# Brief:
Find every line in the data below that contains the word "wooden", and copy each of those lines.

[start of Available records]

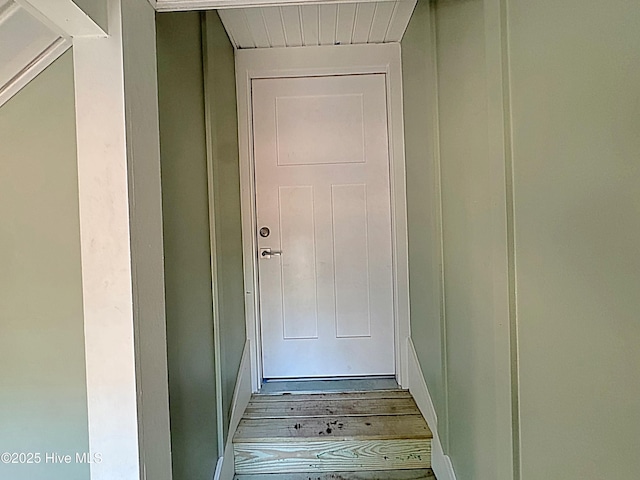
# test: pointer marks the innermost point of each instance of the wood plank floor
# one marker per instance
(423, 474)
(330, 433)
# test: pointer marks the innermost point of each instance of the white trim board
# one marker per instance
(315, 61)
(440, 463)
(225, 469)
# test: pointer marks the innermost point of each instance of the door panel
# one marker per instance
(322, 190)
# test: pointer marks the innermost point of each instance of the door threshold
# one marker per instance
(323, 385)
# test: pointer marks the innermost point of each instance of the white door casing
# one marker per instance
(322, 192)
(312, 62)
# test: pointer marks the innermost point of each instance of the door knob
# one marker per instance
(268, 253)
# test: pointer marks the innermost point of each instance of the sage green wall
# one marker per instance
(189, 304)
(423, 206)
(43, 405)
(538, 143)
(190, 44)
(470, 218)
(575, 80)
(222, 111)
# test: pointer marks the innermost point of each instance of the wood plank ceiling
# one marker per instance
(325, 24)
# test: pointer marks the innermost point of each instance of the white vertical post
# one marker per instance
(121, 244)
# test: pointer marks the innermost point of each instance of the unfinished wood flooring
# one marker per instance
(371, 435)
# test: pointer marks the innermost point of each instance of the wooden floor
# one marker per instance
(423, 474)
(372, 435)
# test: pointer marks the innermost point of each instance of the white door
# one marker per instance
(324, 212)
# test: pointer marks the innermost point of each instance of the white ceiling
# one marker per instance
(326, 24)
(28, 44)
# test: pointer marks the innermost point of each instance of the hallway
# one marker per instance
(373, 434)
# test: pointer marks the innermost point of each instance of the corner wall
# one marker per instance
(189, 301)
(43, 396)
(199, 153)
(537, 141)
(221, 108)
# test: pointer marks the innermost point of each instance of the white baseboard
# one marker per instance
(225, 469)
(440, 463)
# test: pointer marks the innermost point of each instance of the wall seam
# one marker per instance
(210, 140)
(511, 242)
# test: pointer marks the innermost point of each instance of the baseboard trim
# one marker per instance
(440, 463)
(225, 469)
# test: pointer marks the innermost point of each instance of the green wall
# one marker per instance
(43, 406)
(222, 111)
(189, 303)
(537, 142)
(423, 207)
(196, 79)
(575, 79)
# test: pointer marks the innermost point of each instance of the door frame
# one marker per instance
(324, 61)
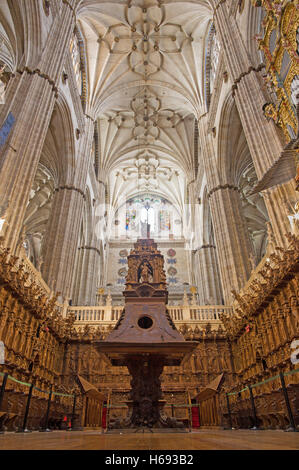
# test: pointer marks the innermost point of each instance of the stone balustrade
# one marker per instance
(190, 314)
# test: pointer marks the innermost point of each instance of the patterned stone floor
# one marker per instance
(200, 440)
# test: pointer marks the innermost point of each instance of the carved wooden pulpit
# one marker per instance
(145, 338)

[end of Available records]
[start of Available records]

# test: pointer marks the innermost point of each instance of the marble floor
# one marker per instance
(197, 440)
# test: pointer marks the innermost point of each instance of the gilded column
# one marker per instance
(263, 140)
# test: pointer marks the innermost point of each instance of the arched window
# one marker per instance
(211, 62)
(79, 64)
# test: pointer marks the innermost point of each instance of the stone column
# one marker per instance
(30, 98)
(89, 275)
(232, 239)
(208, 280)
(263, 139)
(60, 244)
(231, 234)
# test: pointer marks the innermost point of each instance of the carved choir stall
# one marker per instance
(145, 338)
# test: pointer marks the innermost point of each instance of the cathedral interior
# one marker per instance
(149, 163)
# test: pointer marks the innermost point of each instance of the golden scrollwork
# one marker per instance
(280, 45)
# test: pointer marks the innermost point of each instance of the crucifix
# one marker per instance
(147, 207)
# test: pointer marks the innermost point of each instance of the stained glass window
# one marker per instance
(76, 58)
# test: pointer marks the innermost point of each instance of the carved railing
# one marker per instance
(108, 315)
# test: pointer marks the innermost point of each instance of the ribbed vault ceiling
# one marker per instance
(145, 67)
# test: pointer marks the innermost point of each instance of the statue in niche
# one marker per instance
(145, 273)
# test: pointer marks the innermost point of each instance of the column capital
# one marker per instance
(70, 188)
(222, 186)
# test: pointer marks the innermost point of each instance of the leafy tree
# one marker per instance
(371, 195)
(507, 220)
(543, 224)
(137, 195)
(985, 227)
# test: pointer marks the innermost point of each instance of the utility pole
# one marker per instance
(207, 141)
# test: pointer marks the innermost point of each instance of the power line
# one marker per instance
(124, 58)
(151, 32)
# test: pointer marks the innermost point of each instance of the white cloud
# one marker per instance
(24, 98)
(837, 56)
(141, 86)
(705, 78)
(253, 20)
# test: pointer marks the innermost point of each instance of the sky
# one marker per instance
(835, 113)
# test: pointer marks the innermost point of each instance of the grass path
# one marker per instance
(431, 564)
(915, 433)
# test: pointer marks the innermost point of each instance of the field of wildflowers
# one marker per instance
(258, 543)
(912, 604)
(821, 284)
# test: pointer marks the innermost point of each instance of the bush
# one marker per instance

[end of Available records]

# Answer to this exercise:
# test: pointer marks the innermost point of each instance of the wooden floor
# test: pointer marks the innermost point of each instance of the carved wooden pulpit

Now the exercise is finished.